ACTIVITY 1 —
According to the article on the federal budget deficit, what deficit did the White House project for fiscal 2009?
ACTIVITY 2 —
Using the article on the federal budget deficit, decide whether each statement agrees with it. Answer yes or no for each and quote the words that decide it.
(a) The deficit record before this projection was set in fiscal 2004.
(b) This year's deficit is expected to exceed $400 billion.
(c) McCain has proposed changes to Social Security.
ACTIVITY 3 —
Write the next part of the article on the federal budget deficit, picking up after its final sentence.

PASSAGE PROVIDED —
As deficit explodes, Obama, McCain say little about taming it
McClatchy
By David Lightman and William Douglas | McClatchy Newspapers
July 28, 2008

WASHINGTON — The federal budget deficit should soar to a record $482 billion in fiscal 2009, the White House said Monday, because of slow economic growth and taxpayer rebates.

The new figure, far above the $407 billion for fiscal 2009 that President Bush projected six months ago, would shatter the record of $413 billion set in fiscal 2004. This year's deficit is expected to be $389 billion.

The numbers mean that the next president will begin his term facing intense pressure to find new revenue or cut spending dramatically.

Presumptive Democratic presidential nominee Barack Obama met Monday with top economic advisers, including veterans of the Clinton administration Cabinet, to discuss economic alternatives.

Jason Furman, Obama's economic policy director, said the latest data confirmed that "these have been years of unprecedented fiscal irresponsibility." He charged that presumptive Republican nominee John McCain is "proposing to continue the same Bush economic policies that put our economy on this dangerous path and that will drive America even deeper into debt."

McCain countered with a reminder of his pledge to balance the budget by 2013, a promise that most analysts say is nearly impossible to keep without significant changes in Social Security, Medicare or Medicaid, none of which McCain has proposed to do.

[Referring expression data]
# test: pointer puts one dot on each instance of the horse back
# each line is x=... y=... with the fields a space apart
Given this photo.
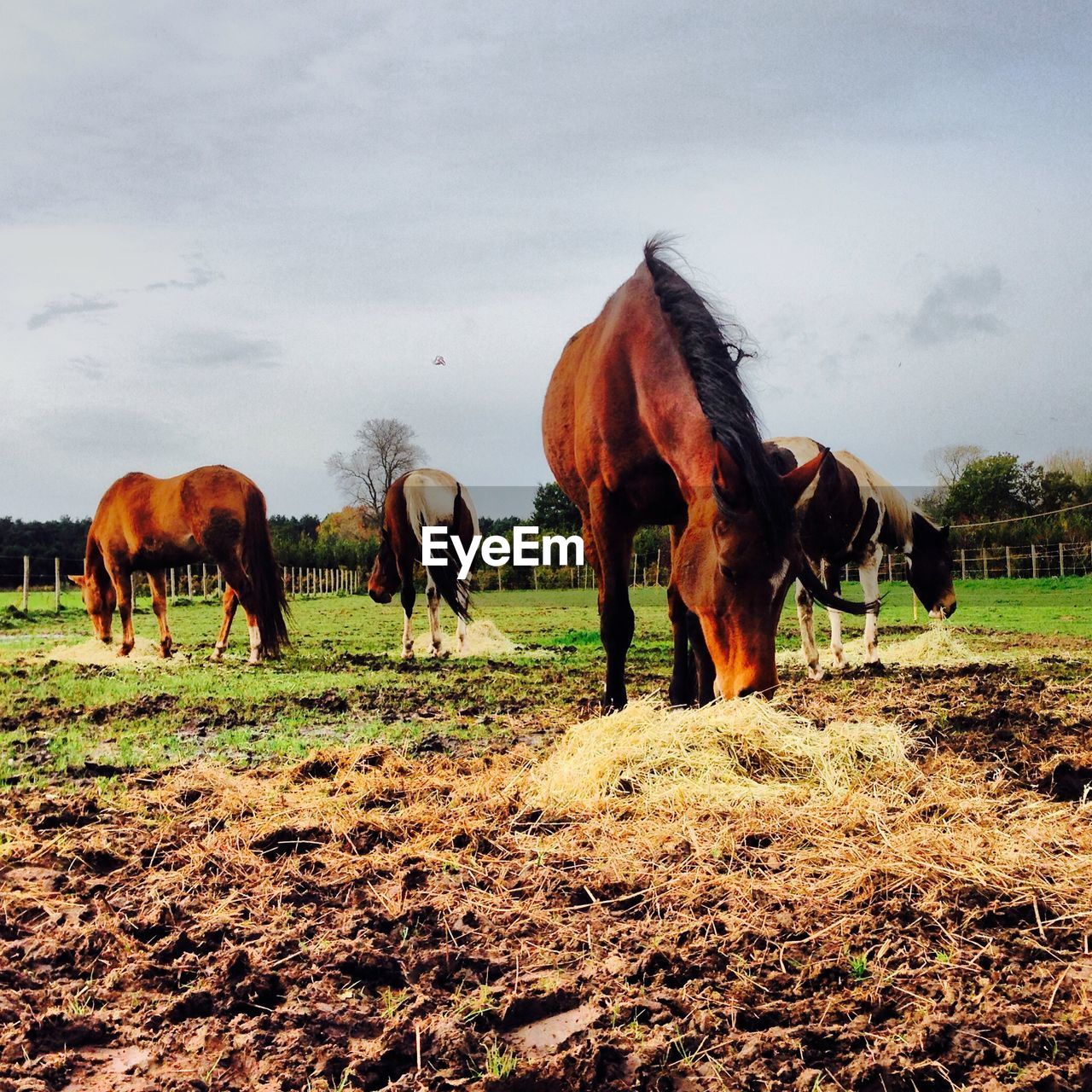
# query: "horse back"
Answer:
x=621 y=410
x=153 y=521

ANSWER BOX 1 —
A record $482 billion.

ANSWER BOX 2 —
(a) Yes: "would shatter the record of $413 billion set in fiscal 2004"
(b) No: "This year's deficit is expected to be $389 billion."
(c) No: "none of which McCain has proposed to do."

ANSWER BOX 3 —
Like Obama, McCain offered no specifics Monday, saying only that "Today's news makes that job (of balancing the budget) harder, but should not change our resolve to make the tough decisions and the genuine effort to reach across the aisle."

White House Budget Director Jim Nussle tried to ease the pain, saying that Bush's plan to balance the budget by 2012 remained intact.

"The important point to remember is that near-term deficits are both temporary and manageable if and only if we keep spending in check, the tax burden low and the economy growing," Nussle said.

The economy grew at only a 1 percent rate in the first quarter of this year, after growing 0.6 percent in the fourth quarter of 2007. Ed Lazear, the chairman of the Council of Economic Advisers, said Monday that he expected the gross domestic product — the value of the nation's goods and services produced this year — to go up 1.6 percent.

The announcement triggered the usual Washington sniping.

"Today's budget projections by OMB are simply further evidence that the Bush administration is the most fiscally irresponsible administration in American history," said House Majority Leader Steny Hoyer, D-Md.

"Let no one be mistaken: The vast majority of this record deficit is attributable to policies enacted by the former Republican majorities in Congress and signed into law by President Bush."

Nussle countered that it's the Democratic-controlled Congress that's stifling progress.

"Excessive spending beyond the president's budget plan will make the problem worse," he said, "and it already appears that congressional Democrats are lining up to bust through the president's budget, and for that matter bust through their own budget."